The output is empty, because under `man` we only have `Mexico` as an entity. NER does not identify any other entity. So, `Mexico` does not have another pair to show a path. But, we can use `relationshipTypes` parameter to find a path between and unlabeled token and a labeled token, as we can see in the example below:

## Relationship Types

**relationshipTypes** allows us to find a path between an unlabeled token and a labeled token. To use this parameter, we need to set **explodEntities** parameter to `false`

In [None]:
graph_extraction = GraphExtraction() \
    .setInputCols(["document", "token", "ner"]) \
    .setOutputCol("graph") \
    .setExplodeEntities(False) \
    .setRootTokens(['man']) \
    .setRelationshipTypes(["man-LOC"])

graph_pipeline = Pipeline().setStages([document_assembler, 
                                       tokenizer,
                                       word_embeddings, 
                                       ner_tagger,
                                       graph_extraction])

In [None]:
graph_data_set = graph_pipeline.fit(data_set).transform(data_set)
graph_data_set.select("graph").show(truncate=False)

RECORD EXTRACTS:
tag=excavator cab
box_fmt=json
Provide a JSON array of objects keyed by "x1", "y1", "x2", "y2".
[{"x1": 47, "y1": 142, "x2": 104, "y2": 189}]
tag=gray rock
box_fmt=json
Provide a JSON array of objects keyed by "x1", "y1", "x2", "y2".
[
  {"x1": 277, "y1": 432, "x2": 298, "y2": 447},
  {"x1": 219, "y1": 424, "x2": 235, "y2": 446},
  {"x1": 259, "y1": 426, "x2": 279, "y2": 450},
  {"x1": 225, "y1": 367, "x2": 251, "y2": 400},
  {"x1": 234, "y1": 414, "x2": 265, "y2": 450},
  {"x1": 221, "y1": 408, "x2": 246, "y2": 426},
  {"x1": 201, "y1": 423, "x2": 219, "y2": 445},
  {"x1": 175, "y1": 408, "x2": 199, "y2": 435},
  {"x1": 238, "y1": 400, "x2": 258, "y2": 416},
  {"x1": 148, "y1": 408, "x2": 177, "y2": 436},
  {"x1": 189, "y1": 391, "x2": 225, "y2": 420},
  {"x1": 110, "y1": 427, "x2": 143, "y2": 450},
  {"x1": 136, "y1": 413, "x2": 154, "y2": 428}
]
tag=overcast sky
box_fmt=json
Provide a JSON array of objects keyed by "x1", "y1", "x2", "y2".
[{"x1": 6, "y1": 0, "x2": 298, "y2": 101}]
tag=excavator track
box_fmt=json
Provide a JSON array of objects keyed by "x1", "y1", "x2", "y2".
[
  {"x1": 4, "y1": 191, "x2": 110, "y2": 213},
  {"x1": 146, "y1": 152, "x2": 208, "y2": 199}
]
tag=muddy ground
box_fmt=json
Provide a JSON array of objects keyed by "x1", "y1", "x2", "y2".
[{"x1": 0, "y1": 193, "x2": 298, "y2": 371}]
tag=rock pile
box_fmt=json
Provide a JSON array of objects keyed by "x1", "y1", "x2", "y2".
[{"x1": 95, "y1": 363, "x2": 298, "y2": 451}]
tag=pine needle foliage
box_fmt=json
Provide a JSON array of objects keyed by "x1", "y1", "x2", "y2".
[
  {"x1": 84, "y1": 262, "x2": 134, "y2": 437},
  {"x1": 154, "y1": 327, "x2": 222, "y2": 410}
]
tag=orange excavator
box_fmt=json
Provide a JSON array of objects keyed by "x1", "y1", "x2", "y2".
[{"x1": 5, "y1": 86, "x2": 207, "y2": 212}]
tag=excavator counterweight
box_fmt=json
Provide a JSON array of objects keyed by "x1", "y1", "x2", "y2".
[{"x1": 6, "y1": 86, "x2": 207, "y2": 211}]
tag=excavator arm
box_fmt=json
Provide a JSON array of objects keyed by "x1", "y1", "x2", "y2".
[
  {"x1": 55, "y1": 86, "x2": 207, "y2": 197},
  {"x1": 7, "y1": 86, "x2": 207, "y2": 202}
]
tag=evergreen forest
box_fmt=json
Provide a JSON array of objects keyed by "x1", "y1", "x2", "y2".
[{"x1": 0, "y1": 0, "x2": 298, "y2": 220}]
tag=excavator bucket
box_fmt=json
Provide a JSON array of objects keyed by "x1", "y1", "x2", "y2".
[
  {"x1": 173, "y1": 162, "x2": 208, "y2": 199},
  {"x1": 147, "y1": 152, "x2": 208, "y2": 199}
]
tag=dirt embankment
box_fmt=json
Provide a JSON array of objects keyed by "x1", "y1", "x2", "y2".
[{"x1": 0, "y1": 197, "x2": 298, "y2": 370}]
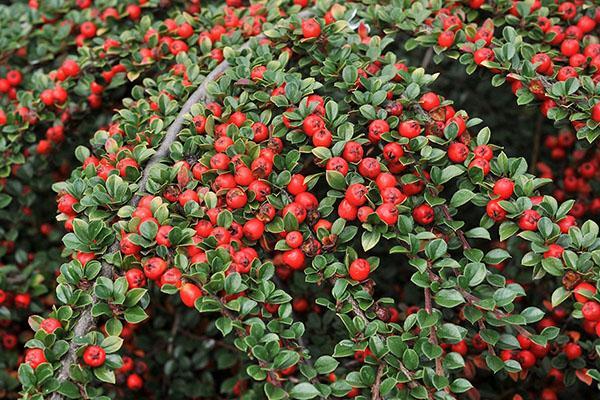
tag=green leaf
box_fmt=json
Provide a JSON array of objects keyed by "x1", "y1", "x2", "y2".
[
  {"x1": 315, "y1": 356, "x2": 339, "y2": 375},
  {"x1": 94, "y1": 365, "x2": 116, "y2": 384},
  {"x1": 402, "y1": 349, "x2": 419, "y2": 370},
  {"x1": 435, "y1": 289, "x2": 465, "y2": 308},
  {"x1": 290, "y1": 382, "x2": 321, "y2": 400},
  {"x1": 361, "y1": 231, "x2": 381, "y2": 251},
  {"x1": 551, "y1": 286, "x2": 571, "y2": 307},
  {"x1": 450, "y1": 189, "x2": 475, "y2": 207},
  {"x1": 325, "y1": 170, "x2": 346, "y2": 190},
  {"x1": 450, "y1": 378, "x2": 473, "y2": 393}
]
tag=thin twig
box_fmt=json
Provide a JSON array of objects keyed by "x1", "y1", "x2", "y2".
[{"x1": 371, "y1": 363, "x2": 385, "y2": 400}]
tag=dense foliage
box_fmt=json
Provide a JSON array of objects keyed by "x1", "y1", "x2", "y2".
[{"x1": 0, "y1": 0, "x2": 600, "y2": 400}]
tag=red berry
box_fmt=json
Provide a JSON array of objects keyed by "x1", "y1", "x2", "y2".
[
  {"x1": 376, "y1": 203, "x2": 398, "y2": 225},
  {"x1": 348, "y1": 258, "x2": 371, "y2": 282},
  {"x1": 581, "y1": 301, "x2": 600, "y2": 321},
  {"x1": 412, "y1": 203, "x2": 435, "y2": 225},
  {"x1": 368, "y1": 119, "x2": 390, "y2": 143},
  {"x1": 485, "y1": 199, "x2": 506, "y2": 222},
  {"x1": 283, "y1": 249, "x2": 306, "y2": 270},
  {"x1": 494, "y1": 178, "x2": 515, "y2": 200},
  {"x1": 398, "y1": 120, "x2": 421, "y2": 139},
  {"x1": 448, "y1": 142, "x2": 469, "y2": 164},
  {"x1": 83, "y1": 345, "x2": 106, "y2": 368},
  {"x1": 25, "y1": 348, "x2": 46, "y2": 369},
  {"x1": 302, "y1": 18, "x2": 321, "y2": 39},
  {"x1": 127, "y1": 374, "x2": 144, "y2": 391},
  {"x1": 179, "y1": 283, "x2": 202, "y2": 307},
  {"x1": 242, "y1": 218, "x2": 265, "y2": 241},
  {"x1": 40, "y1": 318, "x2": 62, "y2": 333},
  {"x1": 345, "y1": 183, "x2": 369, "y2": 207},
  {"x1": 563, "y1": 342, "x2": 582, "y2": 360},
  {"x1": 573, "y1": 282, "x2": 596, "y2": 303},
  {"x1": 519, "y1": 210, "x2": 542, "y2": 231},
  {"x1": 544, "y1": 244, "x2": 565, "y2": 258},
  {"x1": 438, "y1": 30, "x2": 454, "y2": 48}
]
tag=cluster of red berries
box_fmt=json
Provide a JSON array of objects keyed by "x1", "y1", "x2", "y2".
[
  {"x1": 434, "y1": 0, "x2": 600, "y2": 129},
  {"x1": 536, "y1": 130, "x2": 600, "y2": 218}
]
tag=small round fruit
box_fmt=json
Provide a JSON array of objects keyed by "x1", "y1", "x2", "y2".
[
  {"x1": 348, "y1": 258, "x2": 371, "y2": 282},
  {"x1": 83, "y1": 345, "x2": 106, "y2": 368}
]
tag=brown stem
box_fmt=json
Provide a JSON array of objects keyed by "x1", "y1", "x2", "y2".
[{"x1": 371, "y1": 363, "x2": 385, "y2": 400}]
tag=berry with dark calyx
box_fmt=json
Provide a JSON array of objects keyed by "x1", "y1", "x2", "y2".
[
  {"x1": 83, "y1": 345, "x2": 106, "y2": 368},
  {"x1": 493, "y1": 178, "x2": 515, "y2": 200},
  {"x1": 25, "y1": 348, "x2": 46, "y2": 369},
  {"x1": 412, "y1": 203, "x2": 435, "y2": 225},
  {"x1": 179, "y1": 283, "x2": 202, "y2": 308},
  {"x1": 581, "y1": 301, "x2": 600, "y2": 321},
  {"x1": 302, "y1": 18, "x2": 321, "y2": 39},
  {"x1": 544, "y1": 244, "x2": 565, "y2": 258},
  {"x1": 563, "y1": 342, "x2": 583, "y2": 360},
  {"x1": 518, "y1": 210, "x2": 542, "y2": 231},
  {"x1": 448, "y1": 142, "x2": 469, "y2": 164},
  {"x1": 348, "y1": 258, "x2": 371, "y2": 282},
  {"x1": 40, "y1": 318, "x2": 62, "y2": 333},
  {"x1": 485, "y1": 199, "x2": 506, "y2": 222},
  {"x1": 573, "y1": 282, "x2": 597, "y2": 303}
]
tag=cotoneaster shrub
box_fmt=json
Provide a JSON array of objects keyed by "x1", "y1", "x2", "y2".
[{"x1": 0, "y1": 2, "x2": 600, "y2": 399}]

--

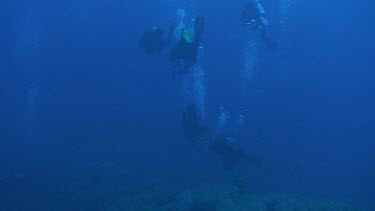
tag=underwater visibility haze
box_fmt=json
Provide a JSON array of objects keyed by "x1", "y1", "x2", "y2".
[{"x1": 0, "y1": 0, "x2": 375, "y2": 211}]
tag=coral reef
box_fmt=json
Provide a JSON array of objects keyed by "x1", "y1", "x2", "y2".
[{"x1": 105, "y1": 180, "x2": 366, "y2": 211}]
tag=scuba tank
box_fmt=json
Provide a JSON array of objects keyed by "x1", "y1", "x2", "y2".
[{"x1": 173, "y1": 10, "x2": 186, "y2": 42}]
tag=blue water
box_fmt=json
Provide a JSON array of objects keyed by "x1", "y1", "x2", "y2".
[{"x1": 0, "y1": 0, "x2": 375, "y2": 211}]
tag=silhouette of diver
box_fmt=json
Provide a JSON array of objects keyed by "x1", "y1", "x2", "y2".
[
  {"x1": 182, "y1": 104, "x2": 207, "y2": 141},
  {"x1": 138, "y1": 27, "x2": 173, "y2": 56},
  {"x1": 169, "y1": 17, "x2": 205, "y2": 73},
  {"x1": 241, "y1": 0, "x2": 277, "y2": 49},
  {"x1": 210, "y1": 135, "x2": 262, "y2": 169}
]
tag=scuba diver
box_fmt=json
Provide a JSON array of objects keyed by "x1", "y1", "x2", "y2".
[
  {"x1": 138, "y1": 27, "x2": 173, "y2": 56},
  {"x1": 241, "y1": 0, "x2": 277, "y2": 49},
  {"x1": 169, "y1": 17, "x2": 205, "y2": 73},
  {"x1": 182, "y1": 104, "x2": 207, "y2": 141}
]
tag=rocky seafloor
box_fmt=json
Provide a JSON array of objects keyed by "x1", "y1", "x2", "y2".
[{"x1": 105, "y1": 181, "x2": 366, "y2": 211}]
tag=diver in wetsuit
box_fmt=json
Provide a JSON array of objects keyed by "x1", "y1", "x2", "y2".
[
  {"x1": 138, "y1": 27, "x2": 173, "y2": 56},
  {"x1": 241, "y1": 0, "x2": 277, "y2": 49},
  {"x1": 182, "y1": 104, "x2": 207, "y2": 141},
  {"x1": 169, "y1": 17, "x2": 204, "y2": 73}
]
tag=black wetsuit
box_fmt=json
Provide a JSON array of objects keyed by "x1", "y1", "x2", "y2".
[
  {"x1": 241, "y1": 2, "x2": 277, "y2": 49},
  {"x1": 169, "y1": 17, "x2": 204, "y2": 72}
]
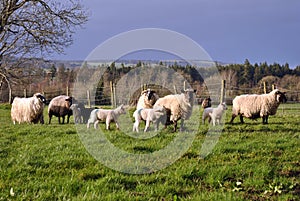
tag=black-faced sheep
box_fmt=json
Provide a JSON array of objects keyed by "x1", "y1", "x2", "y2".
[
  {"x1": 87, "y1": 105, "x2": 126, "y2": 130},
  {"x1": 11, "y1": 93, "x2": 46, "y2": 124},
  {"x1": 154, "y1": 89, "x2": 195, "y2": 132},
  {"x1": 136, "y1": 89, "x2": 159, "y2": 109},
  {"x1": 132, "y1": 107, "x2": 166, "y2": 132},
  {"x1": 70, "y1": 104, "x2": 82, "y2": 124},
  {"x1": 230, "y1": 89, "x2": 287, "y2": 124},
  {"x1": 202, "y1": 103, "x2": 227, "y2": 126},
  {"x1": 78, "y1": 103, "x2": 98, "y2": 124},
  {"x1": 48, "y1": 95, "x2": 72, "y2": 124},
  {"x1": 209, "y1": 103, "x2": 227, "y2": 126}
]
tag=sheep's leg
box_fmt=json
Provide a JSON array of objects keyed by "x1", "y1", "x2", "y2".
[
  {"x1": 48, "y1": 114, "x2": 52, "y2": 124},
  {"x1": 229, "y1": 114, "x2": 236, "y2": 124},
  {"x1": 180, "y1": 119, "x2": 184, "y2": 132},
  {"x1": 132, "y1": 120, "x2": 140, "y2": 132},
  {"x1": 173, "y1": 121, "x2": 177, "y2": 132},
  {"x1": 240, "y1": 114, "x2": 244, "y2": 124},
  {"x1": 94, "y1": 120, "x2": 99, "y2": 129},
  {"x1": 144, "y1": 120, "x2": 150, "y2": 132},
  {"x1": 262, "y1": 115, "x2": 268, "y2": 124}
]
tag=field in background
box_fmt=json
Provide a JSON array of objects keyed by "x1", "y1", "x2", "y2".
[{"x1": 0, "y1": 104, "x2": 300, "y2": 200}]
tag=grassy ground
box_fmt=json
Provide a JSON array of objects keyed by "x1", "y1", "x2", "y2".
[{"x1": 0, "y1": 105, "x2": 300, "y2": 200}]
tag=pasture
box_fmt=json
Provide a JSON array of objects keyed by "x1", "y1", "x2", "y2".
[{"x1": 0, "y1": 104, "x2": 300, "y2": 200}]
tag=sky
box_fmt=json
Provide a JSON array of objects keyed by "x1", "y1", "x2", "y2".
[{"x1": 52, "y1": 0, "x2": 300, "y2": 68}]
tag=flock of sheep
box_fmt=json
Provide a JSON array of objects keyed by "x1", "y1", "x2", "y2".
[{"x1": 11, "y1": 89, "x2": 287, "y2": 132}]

---

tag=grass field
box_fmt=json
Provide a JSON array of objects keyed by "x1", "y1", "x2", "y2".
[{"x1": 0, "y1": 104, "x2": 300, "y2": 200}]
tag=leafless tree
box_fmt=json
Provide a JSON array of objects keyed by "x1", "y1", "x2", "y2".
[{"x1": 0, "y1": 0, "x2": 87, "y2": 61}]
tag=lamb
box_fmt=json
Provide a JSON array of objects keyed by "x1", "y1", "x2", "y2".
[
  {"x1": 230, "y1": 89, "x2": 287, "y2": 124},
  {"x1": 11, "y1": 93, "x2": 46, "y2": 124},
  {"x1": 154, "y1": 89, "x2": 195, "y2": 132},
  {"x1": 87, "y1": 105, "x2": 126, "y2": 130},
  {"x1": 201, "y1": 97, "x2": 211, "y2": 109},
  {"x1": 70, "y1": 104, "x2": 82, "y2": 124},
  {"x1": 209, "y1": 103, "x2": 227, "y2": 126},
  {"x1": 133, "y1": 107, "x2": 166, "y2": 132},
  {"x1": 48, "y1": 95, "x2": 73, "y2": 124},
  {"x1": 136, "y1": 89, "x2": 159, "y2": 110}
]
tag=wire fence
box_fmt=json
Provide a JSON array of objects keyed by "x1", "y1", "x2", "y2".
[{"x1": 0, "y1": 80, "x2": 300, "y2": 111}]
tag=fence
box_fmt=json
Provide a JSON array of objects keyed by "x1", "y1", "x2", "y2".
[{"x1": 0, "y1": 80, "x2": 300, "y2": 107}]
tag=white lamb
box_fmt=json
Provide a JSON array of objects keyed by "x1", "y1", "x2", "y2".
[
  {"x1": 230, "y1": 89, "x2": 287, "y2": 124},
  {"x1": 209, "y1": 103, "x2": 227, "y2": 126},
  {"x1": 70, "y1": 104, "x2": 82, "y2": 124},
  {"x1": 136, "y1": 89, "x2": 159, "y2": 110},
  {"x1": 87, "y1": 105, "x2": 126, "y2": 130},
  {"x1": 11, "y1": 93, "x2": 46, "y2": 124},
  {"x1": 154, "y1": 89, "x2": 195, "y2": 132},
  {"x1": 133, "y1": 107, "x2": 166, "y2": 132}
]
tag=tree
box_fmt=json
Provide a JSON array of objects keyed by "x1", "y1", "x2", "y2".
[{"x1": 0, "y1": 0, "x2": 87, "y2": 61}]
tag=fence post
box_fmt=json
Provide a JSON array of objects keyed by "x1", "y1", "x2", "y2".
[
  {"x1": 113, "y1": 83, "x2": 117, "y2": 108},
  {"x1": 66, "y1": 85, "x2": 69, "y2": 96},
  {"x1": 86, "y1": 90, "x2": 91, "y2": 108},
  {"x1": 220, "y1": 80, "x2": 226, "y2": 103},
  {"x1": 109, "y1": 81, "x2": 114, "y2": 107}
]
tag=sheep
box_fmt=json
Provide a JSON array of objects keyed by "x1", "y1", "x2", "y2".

INSTRUCTIONS TO FOLLOW: According to the graph extraction text, why is the output empty?

THE RESPONSE: Under `man`, NER identifies only `Mexico` as an entity, so `Mexico` has no other pair to show a path.